◆ WHAT YOU NEED TO DO ◆
Please go through the entries below and keep only the lines that contain the string "positive". Copy each of those lines in full.

◆ INPUT MATERIAL ◆
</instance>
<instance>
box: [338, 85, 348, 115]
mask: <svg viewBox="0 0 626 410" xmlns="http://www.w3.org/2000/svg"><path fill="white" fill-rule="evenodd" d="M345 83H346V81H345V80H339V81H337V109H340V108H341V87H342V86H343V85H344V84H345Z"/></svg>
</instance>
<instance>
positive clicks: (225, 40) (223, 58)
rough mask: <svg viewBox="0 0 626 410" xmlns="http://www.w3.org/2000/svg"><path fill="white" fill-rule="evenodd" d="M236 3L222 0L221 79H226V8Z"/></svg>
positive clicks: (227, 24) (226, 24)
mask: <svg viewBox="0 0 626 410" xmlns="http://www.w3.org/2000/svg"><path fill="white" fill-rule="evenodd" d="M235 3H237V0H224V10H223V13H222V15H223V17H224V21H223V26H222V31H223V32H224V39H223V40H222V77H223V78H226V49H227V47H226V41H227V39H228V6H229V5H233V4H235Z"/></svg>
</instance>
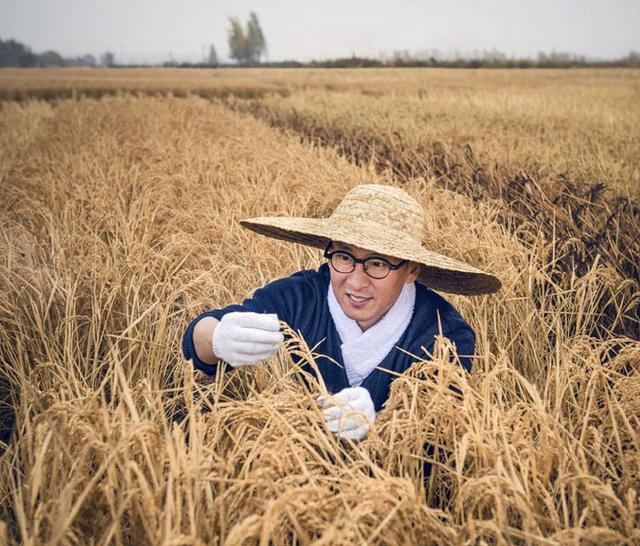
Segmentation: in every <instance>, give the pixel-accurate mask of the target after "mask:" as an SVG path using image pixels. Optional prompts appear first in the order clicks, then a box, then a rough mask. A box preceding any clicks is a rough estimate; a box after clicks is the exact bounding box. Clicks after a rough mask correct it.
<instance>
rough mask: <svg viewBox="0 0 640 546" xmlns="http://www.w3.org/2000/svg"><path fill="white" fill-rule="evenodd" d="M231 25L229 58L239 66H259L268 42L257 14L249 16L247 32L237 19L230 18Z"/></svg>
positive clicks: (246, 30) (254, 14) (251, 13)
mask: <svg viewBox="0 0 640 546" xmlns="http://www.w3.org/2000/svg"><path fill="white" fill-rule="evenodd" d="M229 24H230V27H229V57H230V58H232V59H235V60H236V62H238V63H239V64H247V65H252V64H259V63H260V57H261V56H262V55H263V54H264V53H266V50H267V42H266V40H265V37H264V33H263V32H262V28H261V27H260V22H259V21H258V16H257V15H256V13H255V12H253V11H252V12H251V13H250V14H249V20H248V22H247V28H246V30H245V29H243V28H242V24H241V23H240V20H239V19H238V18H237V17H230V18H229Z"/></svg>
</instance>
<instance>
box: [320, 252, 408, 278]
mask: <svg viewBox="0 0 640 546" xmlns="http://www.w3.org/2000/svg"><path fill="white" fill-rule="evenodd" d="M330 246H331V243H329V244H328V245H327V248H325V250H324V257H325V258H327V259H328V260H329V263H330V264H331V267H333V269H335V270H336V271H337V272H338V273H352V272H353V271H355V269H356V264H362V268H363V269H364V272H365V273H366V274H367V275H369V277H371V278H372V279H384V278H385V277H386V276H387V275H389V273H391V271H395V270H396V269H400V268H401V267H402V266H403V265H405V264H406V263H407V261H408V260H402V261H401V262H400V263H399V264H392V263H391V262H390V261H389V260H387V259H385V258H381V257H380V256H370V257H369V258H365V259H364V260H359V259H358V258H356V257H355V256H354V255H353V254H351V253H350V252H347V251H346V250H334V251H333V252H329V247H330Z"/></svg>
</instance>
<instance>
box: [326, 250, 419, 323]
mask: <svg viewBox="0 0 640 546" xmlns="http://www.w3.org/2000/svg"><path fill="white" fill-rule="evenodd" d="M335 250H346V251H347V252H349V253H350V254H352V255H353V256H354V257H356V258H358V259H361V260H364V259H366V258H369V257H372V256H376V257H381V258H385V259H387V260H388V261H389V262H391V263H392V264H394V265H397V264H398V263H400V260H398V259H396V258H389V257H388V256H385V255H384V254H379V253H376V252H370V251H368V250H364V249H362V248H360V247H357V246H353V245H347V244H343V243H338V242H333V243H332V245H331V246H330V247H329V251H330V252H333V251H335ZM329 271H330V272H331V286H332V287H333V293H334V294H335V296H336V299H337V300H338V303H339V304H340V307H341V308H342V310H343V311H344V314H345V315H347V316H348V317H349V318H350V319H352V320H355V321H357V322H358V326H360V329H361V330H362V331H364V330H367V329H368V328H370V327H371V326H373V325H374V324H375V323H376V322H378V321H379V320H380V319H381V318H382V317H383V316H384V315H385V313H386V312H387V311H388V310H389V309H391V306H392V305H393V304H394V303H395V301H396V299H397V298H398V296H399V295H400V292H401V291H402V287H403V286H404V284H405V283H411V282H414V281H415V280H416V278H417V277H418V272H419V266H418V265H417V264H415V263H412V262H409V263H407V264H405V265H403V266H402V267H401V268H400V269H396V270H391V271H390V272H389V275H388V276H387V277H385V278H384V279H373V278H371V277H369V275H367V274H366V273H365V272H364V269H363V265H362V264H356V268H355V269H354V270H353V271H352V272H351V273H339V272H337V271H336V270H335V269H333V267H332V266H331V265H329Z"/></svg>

--

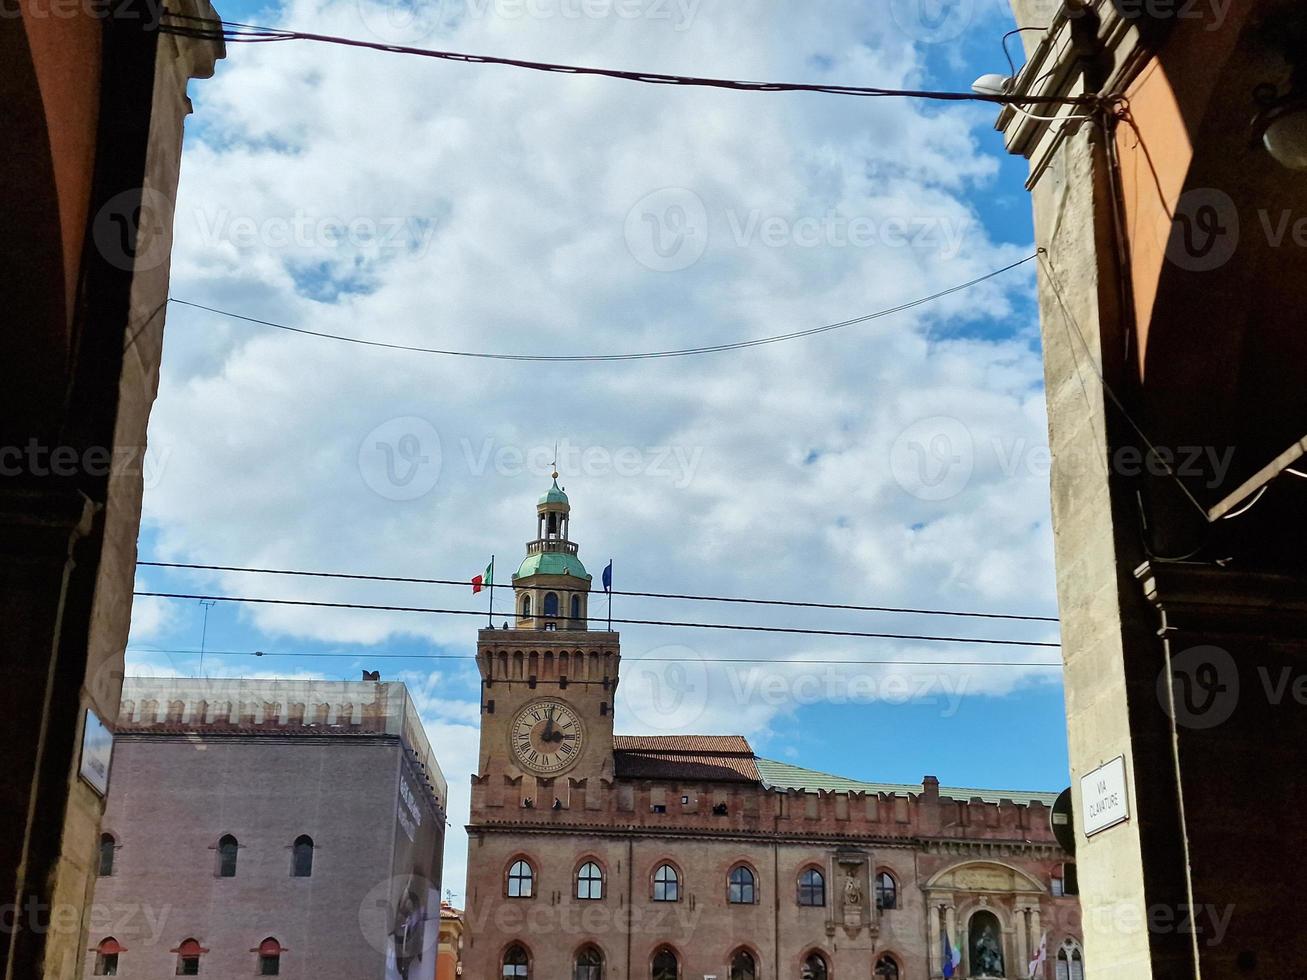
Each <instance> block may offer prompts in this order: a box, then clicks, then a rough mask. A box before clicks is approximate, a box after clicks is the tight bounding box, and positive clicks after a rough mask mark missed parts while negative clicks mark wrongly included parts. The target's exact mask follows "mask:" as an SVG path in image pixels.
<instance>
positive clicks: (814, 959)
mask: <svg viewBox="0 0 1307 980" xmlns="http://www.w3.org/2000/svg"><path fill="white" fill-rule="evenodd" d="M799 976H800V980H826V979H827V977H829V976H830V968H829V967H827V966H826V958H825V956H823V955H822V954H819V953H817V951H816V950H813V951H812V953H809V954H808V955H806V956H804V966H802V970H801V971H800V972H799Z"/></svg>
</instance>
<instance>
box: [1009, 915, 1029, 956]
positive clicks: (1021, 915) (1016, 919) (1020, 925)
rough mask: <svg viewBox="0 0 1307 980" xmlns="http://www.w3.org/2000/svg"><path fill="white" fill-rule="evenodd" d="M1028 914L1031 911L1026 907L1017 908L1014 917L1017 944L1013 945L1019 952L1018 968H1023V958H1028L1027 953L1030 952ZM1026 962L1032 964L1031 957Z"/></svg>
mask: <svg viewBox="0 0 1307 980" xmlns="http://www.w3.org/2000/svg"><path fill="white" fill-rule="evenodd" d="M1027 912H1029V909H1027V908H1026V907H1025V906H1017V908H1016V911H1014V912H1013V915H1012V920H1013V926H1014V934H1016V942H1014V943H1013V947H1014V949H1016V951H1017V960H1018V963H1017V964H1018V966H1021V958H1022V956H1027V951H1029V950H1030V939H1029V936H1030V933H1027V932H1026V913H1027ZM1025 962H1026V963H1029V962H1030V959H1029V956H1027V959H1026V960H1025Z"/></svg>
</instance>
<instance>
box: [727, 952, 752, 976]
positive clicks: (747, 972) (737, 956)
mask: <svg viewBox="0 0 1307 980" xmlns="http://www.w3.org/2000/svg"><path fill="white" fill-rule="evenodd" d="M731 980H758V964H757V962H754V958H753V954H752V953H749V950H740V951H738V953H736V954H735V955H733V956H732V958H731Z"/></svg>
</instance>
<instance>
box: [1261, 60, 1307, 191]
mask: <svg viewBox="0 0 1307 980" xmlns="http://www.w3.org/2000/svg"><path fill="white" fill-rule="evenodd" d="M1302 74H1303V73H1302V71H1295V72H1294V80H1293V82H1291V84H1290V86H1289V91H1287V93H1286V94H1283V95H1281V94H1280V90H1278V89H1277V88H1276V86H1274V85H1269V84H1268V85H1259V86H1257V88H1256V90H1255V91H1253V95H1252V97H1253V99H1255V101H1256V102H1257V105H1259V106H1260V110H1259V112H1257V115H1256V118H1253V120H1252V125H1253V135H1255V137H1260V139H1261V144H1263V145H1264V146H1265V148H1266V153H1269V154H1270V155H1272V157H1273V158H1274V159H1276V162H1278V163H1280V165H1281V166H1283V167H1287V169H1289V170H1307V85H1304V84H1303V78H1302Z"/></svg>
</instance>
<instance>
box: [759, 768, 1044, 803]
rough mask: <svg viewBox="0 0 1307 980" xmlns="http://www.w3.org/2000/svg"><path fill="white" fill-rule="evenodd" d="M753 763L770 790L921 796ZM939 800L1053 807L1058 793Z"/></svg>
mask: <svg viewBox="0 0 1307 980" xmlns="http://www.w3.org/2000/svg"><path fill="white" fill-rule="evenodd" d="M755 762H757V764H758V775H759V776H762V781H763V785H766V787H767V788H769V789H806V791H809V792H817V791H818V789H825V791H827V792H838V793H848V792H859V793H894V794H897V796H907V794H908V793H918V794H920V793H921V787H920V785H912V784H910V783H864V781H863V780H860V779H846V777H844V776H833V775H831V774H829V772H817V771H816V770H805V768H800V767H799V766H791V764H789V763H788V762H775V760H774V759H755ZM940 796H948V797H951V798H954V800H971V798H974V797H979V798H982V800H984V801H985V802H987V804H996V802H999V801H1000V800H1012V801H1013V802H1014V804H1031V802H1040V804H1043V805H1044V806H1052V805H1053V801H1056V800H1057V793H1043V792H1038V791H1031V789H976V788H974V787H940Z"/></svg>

--

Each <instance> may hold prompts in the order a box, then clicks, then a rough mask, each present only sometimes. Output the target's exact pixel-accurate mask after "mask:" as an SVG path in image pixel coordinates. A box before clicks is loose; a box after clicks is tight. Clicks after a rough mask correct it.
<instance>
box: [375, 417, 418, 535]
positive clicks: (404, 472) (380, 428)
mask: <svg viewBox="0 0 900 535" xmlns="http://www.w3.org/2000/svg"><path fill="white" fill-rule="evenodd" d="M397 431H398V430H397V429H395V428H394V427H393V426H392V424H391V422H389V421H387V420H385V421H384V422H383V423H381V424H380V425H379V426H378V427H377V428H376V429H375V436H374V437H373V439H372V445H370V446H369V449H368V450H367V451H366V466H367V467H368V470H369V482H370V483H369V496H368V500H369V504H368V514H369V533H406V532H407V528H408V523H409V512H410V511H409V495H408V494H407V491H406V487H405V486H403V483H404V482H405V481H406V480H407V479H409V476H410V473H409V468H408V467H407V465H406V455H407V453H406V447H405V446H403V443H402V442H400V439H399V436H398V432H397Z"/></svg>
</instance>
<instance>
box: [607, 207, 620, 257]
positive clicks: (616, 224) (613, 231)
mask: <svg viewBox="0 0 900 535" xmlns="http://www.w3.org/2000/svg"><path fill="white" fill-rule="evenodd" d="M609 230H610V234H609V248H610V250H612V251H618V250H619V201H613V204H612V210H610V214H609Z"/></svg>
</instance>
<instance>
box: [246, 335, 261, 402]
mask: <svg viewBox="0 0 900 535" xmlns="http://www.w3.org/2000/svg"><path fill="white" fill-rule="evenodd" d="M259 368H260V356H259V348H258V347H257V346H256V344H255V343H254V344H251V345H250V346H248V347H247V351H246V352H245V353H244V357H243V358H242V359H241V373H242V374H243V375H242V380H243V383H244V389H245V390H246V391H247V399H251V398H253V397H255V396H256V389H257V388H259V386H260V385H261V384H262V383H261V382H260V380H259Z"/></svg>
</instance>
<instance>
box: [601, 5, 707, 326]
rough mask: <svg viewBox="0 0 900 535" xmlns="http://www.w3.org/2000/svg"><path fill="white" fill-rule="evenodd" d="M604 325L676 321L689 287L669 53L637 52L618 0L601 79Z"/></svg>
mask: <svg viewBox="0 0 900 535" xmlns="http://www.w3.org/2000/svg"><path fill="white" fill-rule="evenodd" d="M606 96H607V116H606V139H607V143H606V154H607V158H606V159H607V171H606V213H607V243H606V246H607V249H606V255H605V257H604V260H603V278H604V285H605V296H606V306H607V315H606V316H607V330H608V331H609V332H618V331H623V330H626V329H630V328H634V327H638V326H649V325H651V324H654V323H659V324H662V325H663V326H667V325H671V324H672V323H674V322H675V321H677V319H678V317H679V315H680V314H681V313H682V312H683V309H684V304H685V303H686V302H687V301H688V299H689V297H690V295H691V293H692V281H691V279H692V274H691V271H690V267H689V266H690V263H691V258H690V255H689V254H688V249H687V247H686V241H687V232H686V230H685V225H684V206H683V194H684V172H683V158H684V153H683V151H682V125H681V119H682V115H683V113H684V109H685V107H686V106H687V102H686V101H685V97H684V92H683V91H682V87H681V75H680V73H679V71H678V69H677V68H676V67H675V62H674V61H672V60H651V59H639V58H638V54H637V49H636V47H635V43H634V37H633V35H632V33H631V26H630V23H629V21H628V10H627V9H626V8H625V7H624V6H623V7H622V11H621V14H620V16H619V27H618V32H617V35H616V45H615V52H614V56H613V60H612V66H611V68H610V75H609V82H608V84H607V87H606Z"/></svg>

◆ RESPONSE ◆
positive clicks: (225, 40) (223, 58)
positive clicks: (227, 24) (226, 24)
positive clicks: (246, 30) (254, 14) (251, 13)
Each <instance> block may offer prompts in this order: a box, then clicks, then a rough mask. A box before clicks is approximate, a box after clicks is the tight bounding box, and positive clicks after a rough mask mark missed parts while negative clicks mark wrongly included parts. The target's exact mask follows "mask:" as an SVG path in image pixels.
positive clicks: (814, 959)
positive clicks: (1021, 915) (1016, 919) (1020, 925)
positive clicks: (747, 972) (737, 956)
positive clicks: (404, 472) (380, 428)
positive clicks: (616, 224) (613, 231)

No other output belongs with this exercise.